== Given data

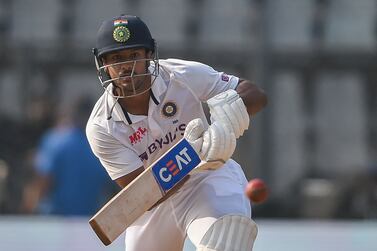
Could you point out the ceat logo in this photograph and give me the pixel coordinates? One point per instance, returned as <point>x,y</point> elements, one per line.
<point>173,168</point>
<point>138,135</point>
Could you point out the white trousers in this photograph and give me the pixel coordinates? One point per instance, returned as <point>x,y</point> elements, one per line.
<point>190,212</point>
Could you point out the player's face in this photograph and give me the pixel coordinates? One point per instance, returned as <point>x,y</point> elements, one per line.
<point>129,70</point>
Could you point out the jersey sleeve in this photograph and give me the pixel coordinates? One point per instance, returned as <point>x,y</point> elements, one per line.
<point>117,159</point>
<point>203,80</point>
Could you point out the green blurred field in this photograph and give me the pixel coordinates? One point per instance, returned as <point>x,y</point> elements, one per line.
<point>74,234</point>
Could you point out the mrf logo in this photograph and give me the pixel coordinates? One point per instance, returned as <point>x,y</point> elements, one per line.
<point>175,165</point>
<point>137,136</point>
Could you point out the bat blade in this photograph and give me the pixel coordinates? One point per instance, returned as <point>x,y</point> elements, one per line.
<point>145,191</point>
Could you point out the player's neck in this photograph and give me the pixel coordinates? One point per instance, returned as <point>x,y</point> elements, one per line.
<point>137,105</point>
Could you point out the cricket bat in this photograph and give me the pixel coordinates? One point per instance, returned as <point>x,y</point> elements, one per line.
<point>146,190</point>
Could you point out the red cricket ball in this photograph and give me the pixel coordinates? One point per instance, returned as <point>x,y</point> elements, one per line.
<point>256,190</point>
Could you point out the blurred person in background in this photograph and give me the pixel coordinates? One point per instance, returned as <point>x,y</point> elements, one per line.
<point>68,178</point>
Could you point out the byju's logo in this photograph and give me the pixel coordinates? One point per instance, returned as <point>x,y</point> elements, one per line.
<point>175,165</point>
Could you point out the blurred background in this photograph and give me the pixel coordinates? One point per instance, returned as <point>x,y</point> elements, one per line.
<point>315,144</point>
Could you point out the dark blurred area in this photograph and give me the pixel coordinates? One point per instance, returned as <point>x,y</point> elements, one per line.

====

> _Task to carry out_: Every line above is to be returned exactly, with its pictures removed.

> _Task solution_:
Could you point out the ceat logo in this photograph and give me the pixel coordinates? One point per instance, returned as <point>x,y</point> elements, one per line.
<point>173,168</point>
<point>138,135</point>
Could you point out the white trousers in this photograph and give me the pixel coordinates? One point per instance, returned as <point>x,y</point> elements, one per line.
<point>190,212</point>
Could you point out the player's face in this photograph and give me the pixel coordinates? One point per instance, returned as <point>x,y</point> elements, one per line.
<point>129,70</point>
Could you point out the jersey sleeve in this photograph and give me the pixel coordinates? One point per instance, returned as <point>x,y</point> elements, one per line.
<point>117,159</point>
<point>203,80</point>
Could you point out the green blurred field in this photograph and give me the pixel coordinates? One point per instance, returned as <point>x,y</point> elements, one per line.
<point>74,234</point>
Could you point out the mrf logo in this photograph and give me the pixel coordinates? One point per instance, returned as <point>x,y</point> elements, one per line.
<point>175,165</point>
<point>137,136</point>
Could you point out the bat blade in this photograph and give me the pixel coordinates? One point per instance, returned as <point>x,y</point> elements, one per line.
<point>145,191</point>
Could you point out the player's neck in this photograph and give me the pixel coordinates? One point per instance, returned as <point>x,y</point> elements, one per line.
<point>137,105</point>
Could you point out the cricket bat in this photograph and give me the pixel coordinates? One point per instance, returned as <point>x,y</point> elements, one per line.
<point>146,190</point>
Could you point out the red cricket ball in this photograph and give me the pixel coordinates? One point per instance, returned as <point>x,y</point> elements, one per line.
<point>256,190</point>
Could you point out the blurred person in background in this photograph and give me the pixel coordinates? One point per instance, returned as <point>x,y</point> elements, one per line.
<point>68,178</point>
Could you point out the byju's logo in this photograph and give me the pixel coordinates? One point per instance, returned as <point>x,y</point> elements, one per line.
<point>175,165</point>
Could you point out the blurred background in this photograph and give me the pixel coordinates? One point per instance, returned as <point>x,y</point> elements, one per line.
<point>315,144</point>
Could you point out the dark blurred area in this photograph and give me the pixel coordinates? One point per instance, returned as <point>x,y</point> elements, one per line.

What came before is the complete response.